Saved data entries:
▼

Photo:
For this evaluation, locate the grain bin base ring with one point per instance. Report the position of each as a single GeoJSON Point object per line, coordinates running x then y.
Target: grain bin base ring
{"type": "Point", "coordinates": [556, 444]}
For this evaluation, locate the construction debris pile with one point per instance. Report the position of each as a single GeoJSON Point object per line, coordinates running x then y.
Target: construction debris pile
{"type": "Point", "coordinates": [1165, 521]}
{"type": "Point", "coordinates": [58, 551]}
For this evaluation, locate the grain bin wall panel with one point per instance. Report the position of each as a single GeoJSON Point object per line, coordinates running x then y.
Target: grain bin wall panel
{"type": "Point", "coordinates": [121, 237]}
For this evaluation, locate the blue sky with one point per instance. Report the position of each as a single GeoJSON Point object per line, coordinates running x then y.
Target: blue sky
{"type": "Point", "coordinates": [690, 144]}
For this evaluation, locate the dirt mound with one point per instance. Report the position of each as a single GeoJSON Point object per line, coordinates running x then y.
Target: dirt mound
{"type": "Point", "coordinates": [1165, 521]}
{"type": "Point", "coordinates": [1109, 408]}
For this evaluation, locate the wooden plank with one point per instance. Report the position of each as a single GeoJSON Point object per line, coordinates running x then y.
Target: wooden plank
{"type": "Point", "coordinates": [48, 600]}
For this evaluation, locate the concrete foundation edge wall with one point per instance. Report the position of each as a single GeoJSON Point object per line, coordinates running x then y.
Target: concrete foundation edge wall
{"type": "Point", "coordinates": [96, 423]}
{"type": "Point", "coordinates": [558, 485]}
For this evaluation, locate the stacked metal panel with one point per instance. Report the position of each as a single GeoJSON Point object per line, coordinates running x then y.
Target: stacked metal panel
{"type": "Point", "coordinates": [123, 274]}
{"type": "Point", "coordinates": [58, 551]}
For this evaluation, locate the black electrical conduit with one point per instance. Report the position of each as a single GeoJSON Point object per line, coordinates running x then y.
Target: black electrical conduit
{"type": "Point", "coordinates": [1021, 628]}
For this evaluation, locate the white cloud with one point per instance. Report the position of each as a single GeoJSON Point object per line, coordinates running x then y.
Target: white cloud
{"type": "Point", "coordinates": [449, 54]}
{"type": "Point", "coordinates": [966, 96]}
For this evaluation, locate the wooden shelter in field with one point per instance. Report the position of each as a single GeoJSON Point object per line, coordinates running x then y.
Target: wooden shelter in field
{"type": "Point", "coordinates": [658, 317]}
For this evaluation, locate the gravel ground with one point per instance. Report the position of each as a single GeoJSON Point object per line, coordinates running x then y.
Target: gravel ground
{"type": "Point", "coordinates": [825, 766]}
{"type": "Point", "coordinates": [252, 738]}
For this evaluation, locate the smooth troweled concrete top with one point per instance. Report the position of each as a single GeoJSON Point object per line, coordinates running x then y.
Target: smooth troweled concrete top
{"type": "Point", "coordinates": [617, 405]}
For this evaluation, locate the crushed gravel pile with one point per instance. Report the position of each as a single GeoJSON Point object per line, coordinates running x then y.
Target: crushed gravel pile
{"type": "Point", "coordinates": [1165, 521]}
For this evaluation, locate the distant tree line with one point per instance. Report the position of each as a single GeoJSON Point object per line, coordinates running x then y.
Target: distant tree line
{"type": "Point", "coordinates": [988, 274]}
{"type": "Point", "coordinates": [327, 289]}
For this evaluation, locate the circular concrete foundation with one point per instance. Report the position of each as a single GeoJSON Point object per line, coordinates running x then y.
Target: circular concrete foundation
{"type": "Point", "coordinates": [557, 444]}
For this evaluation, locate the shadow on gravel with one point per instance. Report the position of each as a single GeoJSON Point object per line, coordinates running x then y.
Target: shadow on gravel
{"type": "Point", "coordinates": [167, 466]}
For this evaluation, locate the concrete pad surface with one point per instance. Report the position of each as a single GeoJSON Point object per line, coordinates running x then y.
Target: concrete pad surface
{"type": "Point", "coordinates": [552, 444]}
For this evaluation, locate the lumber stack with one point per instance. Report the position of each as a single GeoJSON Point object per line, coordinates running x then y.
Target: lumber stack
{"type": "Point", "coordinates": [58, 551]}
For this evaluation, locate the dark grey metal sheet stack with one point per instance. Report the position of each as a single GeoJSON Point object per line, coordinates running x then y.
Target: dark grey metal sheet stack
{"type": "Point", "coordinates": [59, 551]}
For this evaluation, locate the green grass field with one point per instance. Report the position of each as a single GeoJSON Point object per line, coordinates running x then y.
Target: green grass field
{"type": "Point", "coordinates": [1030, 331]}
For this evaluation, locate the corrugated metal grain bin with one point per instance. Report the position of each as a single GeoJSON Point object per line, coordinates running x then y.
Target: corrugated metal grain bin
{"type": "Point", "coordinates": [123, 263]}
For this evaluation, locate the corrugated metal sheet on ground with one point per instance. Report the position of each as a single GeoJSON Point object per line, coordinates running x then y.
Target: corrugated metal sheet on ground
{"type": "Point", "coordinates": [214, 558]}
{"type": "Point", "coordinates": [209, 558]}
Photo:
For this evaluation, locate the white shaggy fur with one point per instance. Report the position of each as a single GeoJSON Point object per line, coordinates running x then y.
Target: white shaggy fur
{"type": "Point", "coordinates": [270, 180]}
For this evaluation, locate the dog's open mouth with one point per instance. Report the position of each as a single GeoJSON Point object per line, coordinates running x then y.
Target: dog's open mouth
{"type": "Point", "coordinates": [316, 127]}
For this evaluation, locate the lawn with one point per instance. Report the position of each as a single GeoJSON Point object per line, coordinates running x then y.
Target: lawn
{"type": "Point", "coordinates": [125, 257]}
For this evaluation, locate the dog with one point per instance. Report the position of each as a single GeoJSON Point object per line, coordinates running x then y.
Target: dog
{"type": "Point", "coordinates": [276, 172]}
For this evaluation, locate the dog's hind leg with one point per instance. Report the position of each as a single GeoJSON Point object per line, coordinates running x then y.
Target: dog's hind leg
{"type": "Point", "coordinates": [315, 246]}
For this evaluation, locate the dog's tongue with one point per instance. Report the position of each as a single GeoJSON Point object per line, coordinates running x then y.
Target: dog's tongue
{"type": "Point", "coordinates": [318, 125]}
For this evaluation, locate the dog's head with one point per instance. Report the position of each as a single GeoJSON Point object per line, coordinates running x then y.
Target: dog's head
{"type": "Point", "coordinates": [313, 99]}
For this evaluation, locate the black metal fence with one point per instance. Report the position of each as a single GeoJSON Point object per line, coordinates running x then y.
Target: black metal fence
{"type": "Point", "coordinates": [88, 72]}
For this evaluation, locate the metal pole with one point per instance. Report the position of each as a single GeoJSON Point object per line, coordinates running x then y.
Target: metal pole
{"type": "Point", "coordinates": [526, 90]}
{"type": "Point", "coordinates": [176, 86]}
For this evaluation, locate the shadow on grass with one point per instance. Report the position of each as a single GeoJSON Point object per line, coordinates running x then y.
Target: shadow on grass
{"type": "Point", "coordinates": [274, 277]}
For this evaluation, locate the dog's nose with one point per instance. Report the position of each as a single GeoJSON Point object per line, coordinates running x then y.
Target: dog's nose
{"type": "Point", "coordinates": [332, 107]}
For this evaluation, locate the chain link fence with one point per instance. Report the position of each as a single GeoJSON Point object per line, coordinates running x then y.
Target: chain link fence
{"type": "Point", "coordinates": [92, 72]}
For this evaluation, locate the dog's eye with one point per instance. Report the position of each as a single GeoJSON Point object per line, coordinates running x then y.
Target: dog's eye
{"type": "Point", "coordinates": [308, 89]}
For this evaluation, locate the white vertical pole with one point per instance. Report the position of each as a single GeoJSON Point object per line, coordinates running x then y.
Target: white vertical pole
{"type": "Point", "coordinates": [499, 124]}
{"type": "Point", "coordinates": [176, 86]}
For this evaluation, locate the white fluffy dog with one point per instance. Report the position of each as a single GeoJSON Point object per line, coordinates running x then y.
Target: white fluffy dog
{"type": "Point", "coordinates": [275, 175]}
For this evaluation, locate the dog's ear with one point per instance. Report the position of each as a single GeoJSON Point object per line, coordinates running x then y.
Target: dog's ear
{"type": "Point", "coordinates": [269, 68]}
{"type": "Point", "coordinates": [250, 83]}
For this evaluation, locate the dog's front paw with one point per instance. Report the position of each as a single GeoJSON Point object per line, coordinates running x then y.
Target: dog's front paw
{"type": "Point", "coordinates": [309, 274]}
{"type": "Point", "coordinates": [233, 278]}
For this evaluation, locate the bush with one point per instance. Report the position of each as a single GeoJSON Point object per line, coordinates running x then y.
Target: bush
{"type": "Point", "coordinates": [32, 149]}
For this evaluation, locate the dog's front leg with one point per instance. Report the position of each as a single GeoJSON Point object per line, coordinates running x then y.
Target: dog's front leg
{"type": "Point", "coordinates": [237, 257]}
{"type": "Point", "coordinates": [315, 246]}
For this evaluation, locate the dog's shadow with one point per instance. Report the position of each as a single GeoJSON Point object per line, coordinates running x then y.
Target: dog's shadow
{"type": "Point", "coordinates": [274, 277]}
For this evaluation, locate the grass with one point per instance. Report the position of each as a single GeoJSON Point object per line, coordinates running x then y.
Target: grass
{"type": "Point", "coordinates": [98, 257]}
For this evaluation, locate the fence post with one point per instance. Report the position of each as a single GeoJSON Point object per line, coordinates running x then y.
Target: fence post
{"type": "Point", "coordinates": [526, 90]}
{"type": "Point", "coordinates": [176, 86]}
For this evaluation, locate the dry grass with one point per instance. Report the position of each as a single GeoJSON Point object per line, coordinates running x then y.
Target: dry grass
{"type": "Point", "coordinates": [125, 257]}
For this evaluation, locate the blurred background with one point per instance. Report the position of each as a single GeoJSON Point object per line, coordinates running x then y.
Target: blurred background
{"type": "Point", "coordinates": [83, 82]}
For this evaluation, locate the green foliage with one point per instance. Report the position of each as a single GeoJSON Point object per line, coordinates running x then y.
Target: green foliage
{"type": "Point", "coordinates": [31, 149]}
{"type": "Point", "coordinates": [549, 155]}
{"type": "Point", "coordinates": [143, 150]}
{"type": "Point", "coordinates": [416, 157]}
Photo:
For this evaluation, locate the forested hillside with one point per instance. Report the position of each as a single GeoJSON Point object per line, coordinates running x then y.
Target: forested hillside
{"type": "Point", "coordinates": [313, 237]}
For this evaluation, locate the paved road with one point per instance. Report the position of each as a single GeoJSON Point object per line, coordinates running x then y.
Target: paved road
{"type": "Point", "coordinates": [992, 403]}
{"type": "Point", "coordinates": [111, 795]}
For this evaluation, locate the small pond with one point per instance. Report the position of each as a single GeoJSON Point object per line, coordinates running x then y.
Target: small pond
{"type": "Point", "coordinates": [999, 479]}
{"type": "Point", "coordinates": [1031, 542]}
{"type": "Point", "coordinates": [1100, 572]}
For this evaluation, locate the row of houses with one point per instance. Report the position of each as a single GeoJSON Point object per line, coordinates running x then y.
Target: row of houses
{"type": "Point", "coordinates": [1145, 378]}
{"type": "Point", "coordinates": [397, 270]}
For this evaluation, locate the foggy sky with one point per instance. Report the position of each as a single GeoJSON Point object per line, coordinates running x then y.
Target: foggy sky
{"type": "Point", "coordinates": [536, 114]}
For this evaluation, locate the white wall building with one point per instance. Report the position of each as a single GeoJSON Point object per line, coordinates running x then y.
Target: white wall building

▲

- Written instruction: Every line from the one containing "For this evaluation, locate the green foliage" through the end of the entries above must be echoed exactly, with both ends kept.

- The answer:
For this evaluation, locate the green foliage with one point per instance. Report the position of each as a single GeoJSON Point object per line, coordinates running x then y.
Target: green foliage
{"type": "Point", "coordinates": [31, 149]}
{"type": "Point", "coordinates": [549, 155]}
{"type": "Point", "coordinates": [143, 150]}
{"type": "Point", "coordinates": [416, 157]}
Photo:
For this evaluation, locate the forested hillside with one point per instance. Report the position of each as a single GeoJSON Point object per line, coordinates running x then y.
Target: forested hillside
{"type": "Point", "coordinates": [313, 237]}
For this evaluation, locate the paved road with one point per instance. Report the position of each as a single GeoJSON Point object per line, coordinates running x then y.
Target: paved road
{"type": "Point", "coordinates": [992, 403]}
{"type": "Point", "coordinates": [111, 795]}
For this evaluation, locate the small pond with one point per instance. Report the position of each as a single GeoJSON Point object per line, coordinates running x then y.
Target: small pond
{"type": "Point", "coordinates": [999, 479]}
{"type": "Point", "coordinates": [1031, 542]}
{"type": "Point", "coordinates": [1100, 572]}
For this evaluation, locate the row of houses with one point per instance. Report the position of each as a single GeoJSON Point object per line, coordinates running x then y.
Target: row of houses
{"type": "Point", "coordinates": [1145, 378]}
{"type": "Point", "coordinates": [397, 270]}
For this evaluation, locate the foggy sky with one point per instance. Report the position of each as a single GeoJSON Point object per line, coordinates running x then y.
Target: foggy sky
{"type": "Point", "coordinates": [536, 114]}
For this evaluation, locate the white wall building with one point per instance. Report the position of each as a single GeoJSON Point object per line, coordinates running x then y.
Target: white wall building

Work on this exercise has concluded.